-- start Data rows --

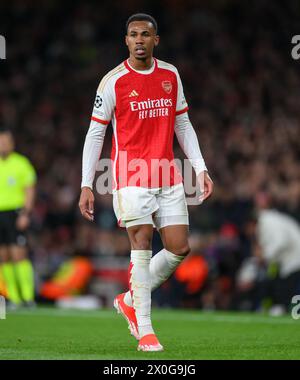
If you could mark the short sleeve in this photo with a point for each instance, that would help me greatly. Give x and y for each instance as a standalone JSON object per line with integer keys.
{"x": 104, "y": 102}
{"x": 181, "y": 105}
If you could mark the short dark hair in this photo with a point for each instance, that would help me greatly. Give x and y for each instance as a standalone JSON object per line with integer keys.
{"x": 142, "y": 17}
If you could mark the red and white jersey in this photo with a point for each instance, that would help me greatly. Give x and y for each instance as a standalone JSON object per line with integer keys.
{"x": 142, "y": 106}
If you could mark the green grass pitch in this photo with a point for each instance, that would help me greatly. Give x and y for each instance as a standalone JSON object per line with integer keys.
{"x": 46, "y": 333}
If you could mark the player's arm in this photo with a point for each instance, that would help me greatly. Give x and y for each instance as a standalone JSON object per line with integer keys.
{"x": 188, "y": 142}
{"x": 102, "y": 111}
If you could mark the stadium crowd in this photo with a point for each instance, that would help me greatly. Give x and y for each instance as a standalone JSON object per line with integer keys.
{"x": 243, "y": 90}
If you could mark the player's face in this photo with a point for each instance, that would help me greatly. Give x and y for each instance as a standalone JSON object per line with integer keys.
{"x": 6, "y": 144}
{"x": 141, "y": 39}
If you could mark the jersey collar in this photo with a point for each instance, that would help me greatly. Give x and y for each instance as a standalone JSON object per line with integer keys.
{"x": 143, "y": 72}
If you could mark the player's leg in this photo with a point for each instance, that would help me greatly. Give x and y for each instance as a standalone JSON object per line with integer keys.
{"x": 7, "y": 267}
{"x": 8, "y": 273}
{"x": 174, "y": 234}
{"x": 24, "y": 271}
{"x": 140, "y": 237}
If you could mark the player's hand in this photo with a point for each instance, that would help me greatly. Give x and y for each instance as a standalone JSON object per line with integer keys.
{"x": 206, "y": 185}
{"x": 22, "y": 222}
{"x": 86, "y": 203}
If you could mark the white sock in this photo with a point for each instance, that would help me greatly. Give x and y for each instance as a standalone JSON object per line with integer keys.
{"x": 162, "y": 265}
{"x": 140, "y": 287}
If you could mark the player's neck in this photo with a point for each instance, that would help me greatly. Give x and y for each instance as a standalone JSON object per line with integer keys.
{"x": 137, "y": 64}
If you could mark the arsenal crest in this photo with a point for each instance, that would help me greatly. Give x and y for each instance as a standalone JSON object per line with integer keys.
{"x": 167, "y": 86}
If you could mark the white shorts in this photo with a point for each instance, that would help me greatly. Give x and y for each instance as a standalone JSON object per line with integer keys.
{"x": 161, "y": 206}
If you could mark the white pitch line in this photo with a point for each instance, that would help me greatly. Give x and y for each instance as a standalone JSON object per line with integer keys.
{"x": 192, "y": 317}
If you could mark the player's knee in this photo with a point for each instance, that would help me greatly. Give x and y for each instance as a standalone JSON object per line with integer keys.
{"x": 141, "y": 244}
{"x": 182, "y": 250}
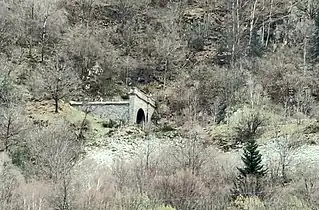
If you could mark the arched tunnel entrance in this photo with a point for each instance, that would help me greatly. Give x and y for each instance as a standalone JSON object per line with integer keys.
{"x": 140, "y": 118}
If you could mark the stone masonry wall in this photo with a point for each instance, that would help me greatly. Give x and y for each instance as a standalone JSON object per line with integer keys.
{"x": 107, "y": 110}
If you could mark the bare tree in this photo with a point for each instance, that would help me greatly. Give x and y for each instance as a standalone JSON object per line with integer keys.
{"x": 58, "y": 80}
{"x": 286, "y": 148}
{"x": 54, "y": 151}
{"x": 12, "y": 121}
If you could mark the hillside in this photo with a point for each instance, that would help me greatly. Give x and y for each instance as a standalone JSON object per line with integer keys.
{"x": 223, "y": 74}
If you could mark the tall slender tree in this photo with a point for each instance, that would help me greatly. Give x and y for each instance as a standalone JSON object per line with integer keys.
{"x": 252, "y": 160}
{"x": 249, "y": 181}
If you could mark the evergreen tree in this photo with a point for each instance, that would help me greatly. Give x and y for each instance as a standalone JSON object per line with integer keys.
{"x": 252, "y": 160}
{"x": 249, "y": 182}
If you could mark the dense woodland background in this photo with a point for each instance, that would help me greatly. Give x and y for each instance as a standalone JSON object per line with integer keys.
{"x": 201, "y": 60}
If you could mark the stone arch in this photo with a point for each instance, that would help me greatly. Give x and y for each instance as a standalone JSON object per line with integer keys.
{"x": 140, "y": 117}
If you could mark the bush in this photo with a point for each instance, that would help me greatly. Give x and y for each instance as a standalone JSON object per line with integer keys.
{"x": 248, "y": 125}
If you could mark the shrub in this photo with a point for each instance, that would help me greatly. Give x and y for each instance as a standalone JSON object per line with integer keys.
{"x": 248, "y": 125}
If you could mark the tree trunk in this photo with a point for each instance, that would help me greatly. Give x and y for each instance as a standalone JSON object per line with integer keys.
{"x": 56, "y": 103}
{"x": 7, "y": 134}
{"x": 269, "y": 22}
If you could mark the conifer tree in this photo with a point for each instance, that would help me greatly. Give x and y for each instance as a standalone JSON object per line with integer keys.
{"x": 249, "y": 182}
{"x": 252, "y": 160}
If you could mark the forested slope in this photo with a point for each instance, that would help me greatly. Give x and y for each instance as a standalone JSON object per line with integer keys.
{"x": 221, "y": 71}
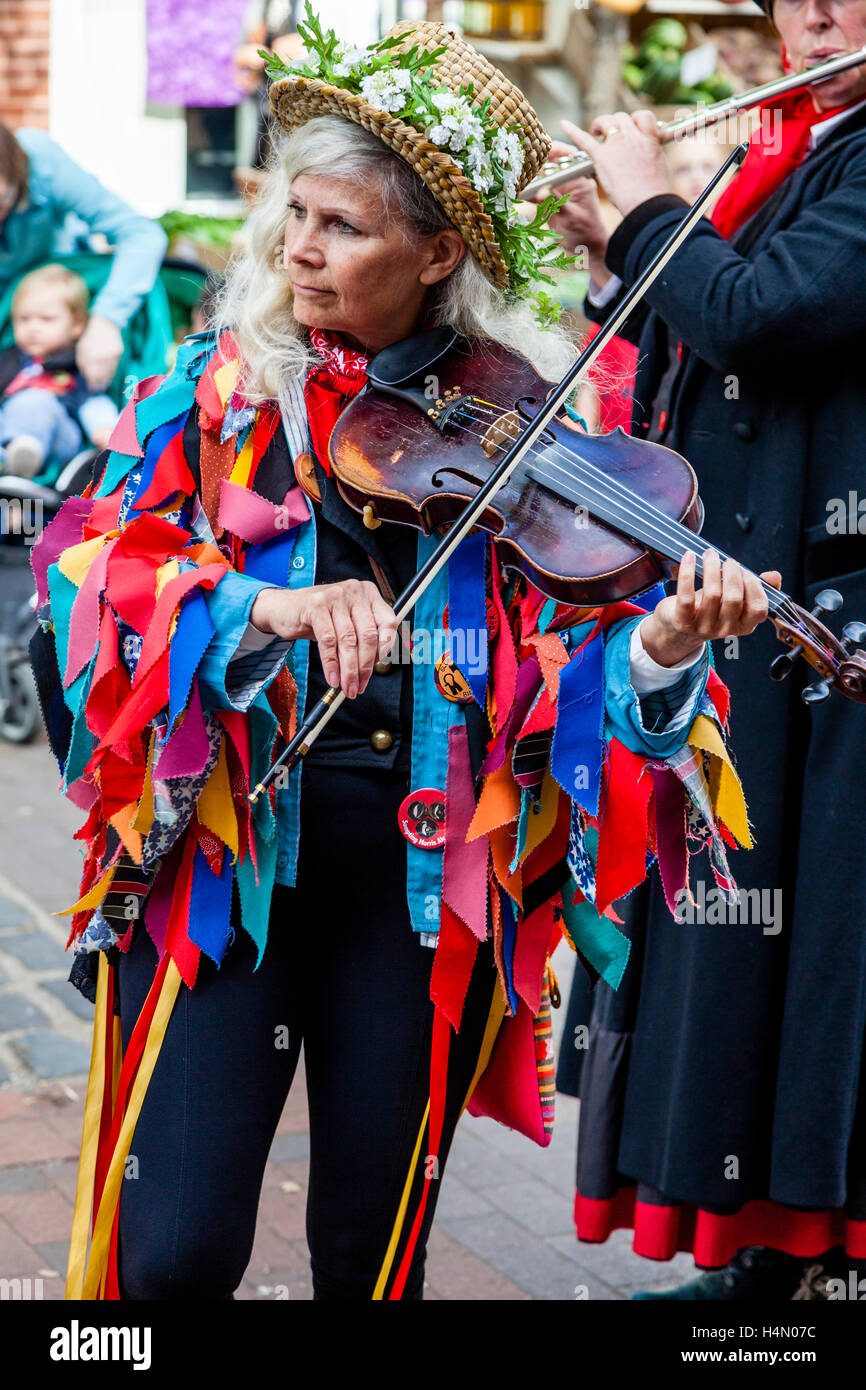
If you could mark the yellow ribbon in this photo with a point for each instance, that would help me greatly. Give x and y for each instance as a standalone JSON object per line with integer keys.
{"x": 89, "y": 1141}
{"x": 104, "y": 1219}
{"x": 726, "y": 792}
{"x": 77, "y": 559}
{"x": 93, "y": 897}
{"x": 495, "y": 1018}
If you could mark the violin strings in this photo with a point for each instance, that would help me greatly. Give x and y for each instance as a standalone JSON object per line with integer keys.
{"x": 672, "y": 530}
{"x": 660, "y": 527}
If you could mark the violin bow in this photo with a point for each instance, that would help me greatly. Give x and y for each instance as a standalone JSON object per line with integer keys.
{"x": 327, "y": 706}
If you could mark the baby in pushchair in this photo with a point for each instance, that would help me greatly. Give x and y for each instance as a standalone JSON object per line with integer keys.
{"x": 47, "y": 413}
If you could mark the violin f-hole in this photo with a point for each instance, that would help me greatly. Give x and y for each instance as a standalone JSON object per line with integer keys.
{"x": 458, "y": 473}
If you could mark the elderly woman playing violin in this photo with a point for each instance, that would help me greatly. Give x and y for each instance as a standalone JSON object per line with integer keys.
{"x": 394, "y": 905}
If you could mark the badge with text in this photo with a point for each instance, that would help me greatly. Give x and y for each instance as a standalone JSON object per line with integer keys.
{"x": 451, "y": 681}
{"x": 421, "y": 818}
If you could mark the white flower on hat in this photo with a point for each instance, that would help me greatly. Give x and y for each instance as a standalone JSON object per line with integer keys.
{"x": 348, "y": 59}
{"x": 508, "y": 149}
{"x": 387, "y": 89}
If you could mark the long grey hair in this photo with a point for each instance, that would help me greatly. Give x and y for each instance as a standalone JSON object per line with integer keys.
{"x": 256, "y": 300}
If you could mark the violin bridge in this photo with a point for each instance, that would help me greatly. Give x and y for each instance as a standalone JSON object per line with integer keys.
{"x": 501, "y": 432}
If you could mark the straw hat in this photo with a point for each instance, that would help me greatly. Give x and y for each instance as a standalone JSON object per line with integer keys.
{"x": 298, "y": 99}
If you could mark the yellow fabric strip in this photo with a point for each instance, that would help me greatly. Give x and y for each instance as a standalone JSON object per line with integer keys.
{"x": 724, "y": 787}
{"x": 216, "y": 809}
{"x": 225, "y": 380}
{"x": 491, "y": 1033}
{"x": 495, "y": 1018}
{"x": 241, "y": 471}
{"x": 104, "y": 1219}
{"x": 89, "y": 1141}
{"x": 93, "y": 897}
{"x": 398, "y": 1226}
{"x": 77, "y": 559}
{"x": 123, "y": 823}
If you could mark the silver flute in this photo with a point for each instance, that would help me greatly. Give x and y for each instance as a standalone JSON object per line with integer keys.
{"x": 580, "y": 166}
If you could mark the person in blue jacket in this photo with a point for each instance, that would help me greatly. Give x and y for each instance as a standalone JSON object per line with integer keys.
{"x": 41, "y": 186}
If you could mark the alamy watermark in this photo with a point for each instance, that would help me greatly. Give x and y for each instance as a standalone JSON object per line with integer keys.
{"x": 748, "y": 906}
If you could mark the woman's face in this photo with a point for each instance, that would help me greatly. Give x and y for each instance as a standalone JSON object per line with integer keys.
{"x": 350, "y": 267}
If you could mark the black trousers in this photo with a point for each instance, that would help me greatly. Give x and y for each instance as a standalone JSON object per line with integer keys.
{"x": 345, "y": 976}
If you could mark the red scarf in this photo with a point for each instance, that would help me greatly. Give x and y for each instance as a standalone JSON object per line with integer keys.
{"x": 330, "y": 387}
{"x": 766, "y": 166}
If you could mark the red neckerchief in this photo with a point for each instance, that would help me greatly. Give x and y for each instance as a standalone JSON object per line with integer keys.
{"x": 330, "y": 387}
{"x": 765, "y": 168}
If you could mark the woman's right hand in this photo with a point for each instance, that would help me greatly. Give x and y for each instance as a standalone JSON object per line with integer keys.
{"x": 350, "y": 622}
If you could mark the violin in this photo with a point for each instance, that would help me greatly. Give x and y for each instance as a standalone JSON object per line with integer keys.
{"x": 453, "y": 434}
{"x": 585, "y": 519}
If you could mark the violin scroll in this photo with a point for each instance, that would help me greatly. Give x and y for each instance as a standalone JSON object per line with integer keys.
{"x": 841, "y": 663}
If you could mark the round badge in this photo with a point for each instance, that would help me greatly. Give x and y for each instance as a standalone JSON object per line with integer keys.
{"x": 421, "y": 818}
{"x": 451, "y": 681}
{"x": 492, "y": 617}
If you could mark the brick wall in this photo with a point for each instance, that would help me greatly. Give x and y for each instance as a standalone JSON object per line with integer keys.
{"x": 24, "y": 61}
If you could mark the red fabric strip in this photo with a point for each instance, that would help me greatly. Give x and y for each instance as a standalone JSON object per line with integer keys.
{"x": 659, "y": 1232}
{"x": 452, "y": 966}
{"x": 438, "y": 1086}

-- end Data rows --

What needs to be done |
Set down nothing but the lines from the one with "If you could mark the violin scroll" through the end of the records, keeping each line exactly as written and including both ends.

Task answer |
If you could mark the violin scroll in this photo with a point for each instance, that would help me greatly. Give x and y for each instance as a standalone JSON object per line with integer keys.
{"x": 841, "y": 663}
If you could mark the round badge in this photo with a point for each instance, that would help me greatly. Give x and y for each instance as a standalone JSON object per line with integer keys.
{"x": 421, "y": 818}
{"x": 451, "y": 681}
{"x": 492, "y": 617}
If you could mark the brick wall in this photo with a point for each instance, that would help me greatly. Give x and y for each instance as a standalone JSON object per line with integer keys.
{"x": 24, "y": 61}
If you could mark the red fabric strip in this photo with a point for each instance, that would help me greatly. Give x and y for each instance as a standalone JSON object per line with integer keys.
{"x": 659, "y": 1232}
{"x": 452, "y": 966}
{"x": 438, "y": 1086}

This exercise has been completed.